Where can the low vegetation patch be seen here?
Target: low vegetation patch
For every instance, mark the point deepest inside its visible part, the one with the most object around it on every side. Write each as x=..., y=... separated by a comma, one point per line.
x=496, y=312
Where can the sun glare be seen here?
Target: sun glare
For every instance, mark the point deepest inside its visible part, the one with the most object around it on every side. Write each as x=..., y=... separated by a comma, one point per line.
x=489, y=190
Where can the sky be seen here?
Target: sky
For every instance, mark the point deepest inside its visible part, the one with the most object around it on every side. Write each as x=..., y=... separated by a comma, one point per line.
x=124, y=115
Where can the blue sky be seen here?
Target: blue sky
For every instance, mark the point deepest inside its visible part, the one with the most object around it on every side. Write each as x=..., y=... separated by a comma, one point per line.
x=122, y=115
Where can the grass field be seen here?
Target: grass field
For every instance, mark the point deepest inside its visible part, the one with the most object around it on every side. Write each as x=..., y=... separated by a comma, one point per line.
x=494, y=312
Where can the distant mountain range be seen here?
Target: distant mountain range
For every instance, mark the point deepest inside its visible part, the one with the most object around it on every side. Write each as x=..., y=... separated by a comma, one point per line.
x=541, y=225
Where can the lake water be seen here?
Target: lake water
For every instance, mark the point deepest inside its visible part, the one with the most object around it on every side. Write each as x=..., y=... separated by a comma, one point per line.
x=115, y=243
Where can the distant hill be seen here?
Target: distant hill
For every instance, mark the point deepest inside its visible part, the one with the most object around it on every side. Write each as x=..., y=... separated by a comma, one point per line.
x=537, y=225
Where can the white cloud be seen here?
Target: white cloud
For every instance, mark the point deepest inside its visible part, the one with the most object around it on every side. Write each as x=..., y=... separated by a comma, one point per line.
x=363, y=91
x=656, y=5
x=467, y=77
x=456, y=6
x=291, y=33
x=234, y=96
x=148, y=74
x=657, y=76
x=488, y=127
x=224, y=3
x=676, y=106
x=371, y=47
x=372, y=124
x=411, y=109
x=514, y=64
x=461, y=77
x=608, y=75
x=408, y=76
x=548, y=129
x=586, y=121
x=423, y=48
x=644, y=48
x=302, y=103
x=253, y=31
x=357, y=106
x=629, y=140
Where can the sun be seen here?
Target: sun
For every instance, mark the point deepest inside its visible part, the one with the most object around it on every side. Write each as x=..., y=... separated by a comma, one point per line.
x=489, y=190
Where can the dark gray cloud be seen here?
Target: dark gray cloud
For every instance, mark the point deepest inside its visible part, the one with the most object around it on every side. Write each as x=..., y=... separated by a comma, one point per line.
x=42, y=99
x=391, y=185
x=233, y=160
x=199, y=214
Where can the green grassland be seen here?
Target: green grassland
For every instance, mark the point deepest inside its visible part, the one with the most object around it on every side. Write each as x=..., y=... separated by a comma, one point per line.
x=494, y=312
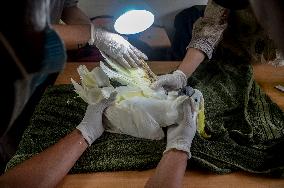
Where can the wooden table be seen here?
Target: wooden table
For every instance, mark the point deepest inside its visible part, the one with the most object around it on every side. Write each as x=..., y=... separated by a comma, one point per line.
x=266, y=75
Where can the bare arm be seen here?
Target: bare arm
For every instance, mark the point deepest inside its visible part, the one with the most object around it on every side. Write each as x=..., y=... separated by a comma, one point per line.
x=48, y=168
x=170, y=170
x=76, y=32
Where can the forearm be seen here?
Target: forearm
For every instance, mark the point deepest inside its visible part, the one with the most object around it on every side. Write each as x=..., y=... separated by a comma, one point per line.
x=170, y=171
x=74, y=36
x=48, y=168
x=191, y=61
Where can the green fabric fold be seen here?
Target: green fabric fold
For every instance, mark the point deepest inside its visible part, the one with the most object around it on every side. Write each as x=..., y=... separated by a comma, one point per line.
x=246, y=127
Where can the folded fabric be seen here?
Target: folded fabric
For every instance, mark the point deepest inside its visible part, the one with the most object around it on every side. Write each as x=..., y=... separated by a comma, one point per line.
x=246, y=128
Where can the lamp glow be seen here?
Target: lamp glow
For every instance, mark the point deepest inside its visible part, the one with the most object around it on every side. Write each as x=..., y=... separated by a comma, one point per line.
x=134, y=21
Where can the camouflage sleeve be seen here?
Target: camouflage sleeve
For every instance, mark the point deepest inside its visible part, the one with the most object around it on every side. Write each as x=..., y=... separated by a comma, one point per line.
x=70, y=3
x=208, y=30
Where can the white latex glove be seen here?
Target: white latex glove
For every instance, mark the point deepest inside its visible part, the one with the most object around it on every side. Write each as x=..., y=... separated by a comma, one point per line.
x=91, y=126
x=118, y=48
x=180, y=136
x=173, y=81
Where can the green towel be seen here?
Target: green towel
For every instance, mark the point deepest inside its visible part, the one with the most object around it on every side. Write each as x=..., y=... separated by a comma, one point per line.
x=246, y=127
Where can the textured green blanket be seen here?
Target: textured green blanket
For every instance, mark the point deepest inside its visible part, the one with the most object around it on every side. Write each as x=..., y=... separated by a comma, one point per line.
x=246, y=127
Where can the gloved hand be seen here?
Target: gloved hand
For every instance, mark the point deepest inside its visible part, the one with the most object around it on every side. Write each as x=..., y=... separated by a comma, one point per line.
x=118, y=48
x=180, y=136
x=91, y=126
x=173, y=81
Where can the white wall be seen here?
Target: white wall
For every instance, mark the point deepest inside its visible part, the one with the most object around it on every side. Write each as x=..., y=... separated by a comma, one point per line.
x=165, y=9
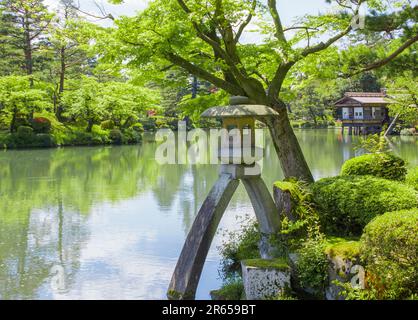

● ● ● ● ●

* _Exercise details_:
Above are records; repeat only the lines starting at the line with "Target: distant hill" and ending at the line with "Target: white cloud", exactly as they appear, both included.

* _Answer to this problem_:
Target: distant hill
For every instance, mark the point deepest inside its visible part, the one with the most object around it on every side. Write each as x=..., y=... separated by a comma, one point per line.
x=537, y=225
Where can the white cloud be seen here?
Target: white cloud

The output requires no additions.